• _TASK INSTRUCTIONS_
Copy everything in the listing below word for word, apart from any images.

• _SUPPLIED DATA_
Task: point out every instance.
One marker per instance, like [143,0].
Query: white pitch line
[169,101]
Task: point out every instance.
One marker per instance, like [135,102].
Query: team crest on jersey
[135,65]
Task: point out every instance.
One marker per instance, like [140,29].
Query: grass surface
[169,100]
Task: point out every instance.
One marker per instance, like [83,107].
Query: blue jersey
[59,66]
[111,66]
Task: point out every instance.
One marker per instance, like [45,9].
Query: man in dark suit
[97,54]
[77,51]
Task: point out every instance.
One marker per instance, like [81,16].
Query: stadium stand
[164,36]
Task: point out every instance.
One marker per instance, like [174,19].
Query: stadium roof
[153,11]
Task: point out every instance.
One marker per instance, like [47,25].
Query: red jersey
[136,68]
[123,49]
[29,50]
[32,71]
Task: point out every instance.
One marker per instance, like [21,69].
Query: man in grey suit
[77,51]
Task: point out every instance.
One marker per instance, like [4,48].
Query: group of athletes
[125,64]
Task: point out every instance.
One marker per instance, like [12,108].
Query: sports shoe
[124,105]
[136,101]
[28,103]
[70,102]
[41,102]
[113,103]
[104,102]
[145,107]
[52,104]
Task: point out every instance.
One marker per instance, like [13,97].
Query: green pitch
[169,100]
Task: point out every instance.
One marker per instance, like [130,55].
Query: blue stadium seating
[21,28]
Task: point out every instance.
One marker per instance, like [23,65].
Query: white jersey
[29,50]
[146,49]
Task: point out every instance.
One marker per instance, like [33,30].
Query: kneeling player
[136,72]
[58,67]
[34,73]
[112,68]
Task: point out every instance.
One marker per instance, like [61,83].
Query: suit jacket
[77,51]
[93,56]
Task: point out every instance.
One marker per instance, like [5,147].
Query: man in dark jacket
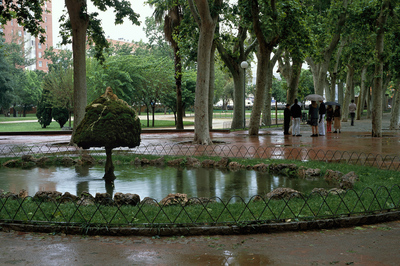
[296,114]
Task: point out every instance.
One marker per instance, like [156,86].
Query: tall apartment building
[16,33]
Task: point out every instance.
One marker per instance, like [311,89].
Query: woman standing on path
[337,116]
[313,114]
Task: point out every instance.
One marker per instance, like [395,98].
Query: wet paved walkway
[351,139]
[367,245]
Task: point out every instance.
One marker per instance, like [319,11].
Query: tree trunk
[207,23]
[395,113]
[347,94]
[211,88]
[263,57]
[363,92]
[266,117]
[153,109]
[294,81]
[340,93]
[238,99]
[378,74]
[79,25]
[178,83]
[109,176]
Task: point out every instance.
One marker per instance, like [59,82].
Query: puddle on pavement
[153,182]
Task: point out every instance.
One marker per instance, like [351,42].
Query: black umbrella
[332,103]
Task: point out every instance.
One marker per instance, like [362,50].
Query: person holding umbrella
[286,119]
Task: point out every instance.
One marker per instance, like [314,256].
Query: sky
[128,31]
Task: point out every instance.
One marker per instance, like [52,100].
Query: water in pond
[153,182]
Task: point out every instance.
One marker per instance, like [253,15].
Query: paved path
[367,245]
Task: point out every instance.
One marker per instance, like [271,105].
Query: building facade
[13,32]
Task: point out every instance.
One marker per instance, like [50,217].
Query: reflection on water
[151,182]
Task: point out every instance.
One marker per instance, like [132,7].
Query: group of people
[317,115]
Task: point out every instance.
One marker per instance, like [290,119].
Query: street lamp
[244,65]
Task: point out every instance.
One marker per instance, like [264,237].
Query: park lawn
[54,126]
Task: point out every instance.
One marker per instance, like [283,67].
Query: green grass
[54,126]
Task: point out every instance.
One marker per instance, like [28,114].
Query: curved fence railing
[198,212]
[388,162]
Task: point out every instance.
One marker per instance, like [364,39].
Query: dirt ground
[366,245]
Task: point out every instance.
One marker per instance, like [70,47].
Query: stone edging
[208,230]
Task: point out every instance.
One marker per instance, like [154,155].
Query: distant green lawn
[54,126]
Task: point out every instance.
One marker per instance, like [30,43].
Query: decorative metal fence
[197,213]
[388,162]
[150,214]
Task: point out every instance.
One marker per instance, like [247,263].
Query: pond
[153,182]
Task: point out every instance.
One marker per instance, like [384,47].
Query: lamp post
[244,65]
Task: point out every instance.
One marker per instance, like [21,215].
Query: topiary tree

• _ANSWER TO THE EXERCISE_
Task: point out every instance.
One marker per instance, like [143,0].
Query: white pitch line
[169,101]
Task: point out every instance.
One marker per instance, like [135,102].
Query: team crest on jersey
[135,65]
Task: point out every instance.
One marker per instance, like [140,29].
Query: grass surface
[169,100]
Task: point out every instance.
One marker per instance, like [83,107].
Query: blue jersey
[59,66]
[111,66]
Task: point out every instance.
One marker per instance, like [45,9].
Query: man in dark suit
[97,54]
[77,51]
Task: point out every instance.
One marker per instance, like [81,16].
Query: stadium stand
[164,36]
Task: point out every instance.
One marker per instance, like [174,19].
Query: stadium roof
[153,11]
Task: point out every instance.
One marker per instance, like [47,25].
Query: red jersey
[136,68]
[123,49]
[29,50]
[32,71]
Task: point out every instance.
One marker per instance, like [21,69].
Query: man in grey suit
[77,51]
Task: point out every instance.
One marker per instance, like [4,48].
Query: group of athletes
[125,64]
Task: point out every instance.
One marker per instance, like [12,108].
Query: sports shoe
[124,105]
[136,101]
[28,103]
[70,102]
[41,102]
[113,103]
[104,102]
[145,107]
[52,104]
Task: point out every instance.
One marker per instance, like [13,97].
Query: green pitch
[169,100]
Task: point out every instance.
One marker per instance, like [130,55].
Query: blue stadium seating
[21,28]
Task: point out every instance.
One marker per instance, like [23,65].
Query: white jersey
[29,50]
[146,49]
Task: point out every instance.
One marker per instance, like [33,30].
Query: kneeling player
[136,72]
[58,67]
[34,73]
[112,68]
Task: point out every instance.
One marker per instance, like [61,83].
Query: suit jacket
[77,51]
[93,56]
Task: point out every instance.
One marker per instance, like [5,147].
Query: man in dark jacket
[296,114]
Task: point out every instance.
One marker per instance, like [156,86].
Query: tall apartment building
[16,33]
Task: point out every instance.
One marker per instance, like [311,89].
Query: woman standing on path
[337,116]
[313,114]
Task: point out every instance.
One marker per instance, like [395,98].
Query: wet paved walkway
[351,139]
[367,245]
Task: point out every instance.
One marker per instance, like [319,11].
Query: tree trunk
[207,23]
[395,113]
[347,94]
[211,88]
[263,57]
[363,92]
[266,117]
[153,109]
[294,81]
[340,93]
[238,99]
[378,74]
[79,25]
[178,83]
[109,176]
Task: point out every instance.
One marker per instance, like [59,82].
Query: puddle on pavement
[153,182]
Task: point out every instance.
One marker per instance, like [351,42].
Query: black umbrella
[332,103]
Task: point out every instance.
One marker per instance, like [362,50].
Query: person holding umbrella
[286,119]
Task: point out every instance.
One marker per instance, like [314,256].
Query: sky
[128,31]
Task: point out every instance.
One marker per instance, like [52,100].
Query: water in pond
[153,182]
Task: point out every instance.
One marker per instance, like [253,15].
Query: paved path
[367,245]
Task: point out every instance.
One marker per instance, like [271,105].
Query: building facade
[13,32]
Task: point out every instance.
One marker per instance, like [50,217].
Query: reflection on water
[151,182]
Task: point out every instance.
One marker per instance, like [132,7].
Query: group of people
[317,115]
Task: point out every instance.
One marker per instance, like [290,119].
Query: street lamp
[244,65]
Task: point out every instance.
One marker per instance, like [264,237].
Query: park lawn
[54,126]
Task: point out every instance.
One marker per instance, like [283,67].
Query: green grass
[54,126]
Task: point out every instance.
One marker per instance, like [28,114].
Query: curved fence railing
[198,212]
[388,162]
Task: point out every instance.
One marker per instance, like [364,39].
Query: dirt ground
[366,245]
Task: point out every instance.
One marker per instance, like [70,47].
Query: stone edging
[208,230]
Task: point out every instance.
One marker per instance, like [154,155].
Query: distant green lawn
[54,126]
Task: point out every instance.
One marker per instance, like [30,43].
Query: decorative metal fence
[197,213]
[388,162]
[150,214]
Task: point out every instance.
One marker per instance, like [247,263].
Query: pond
[153,182]
Task: point out every instance.
One marker per instance, like [384,47].
Query: lamp post
[244,65]
Task: point out every instance.
One marker per instance, like [21,215].
Query: topiary tree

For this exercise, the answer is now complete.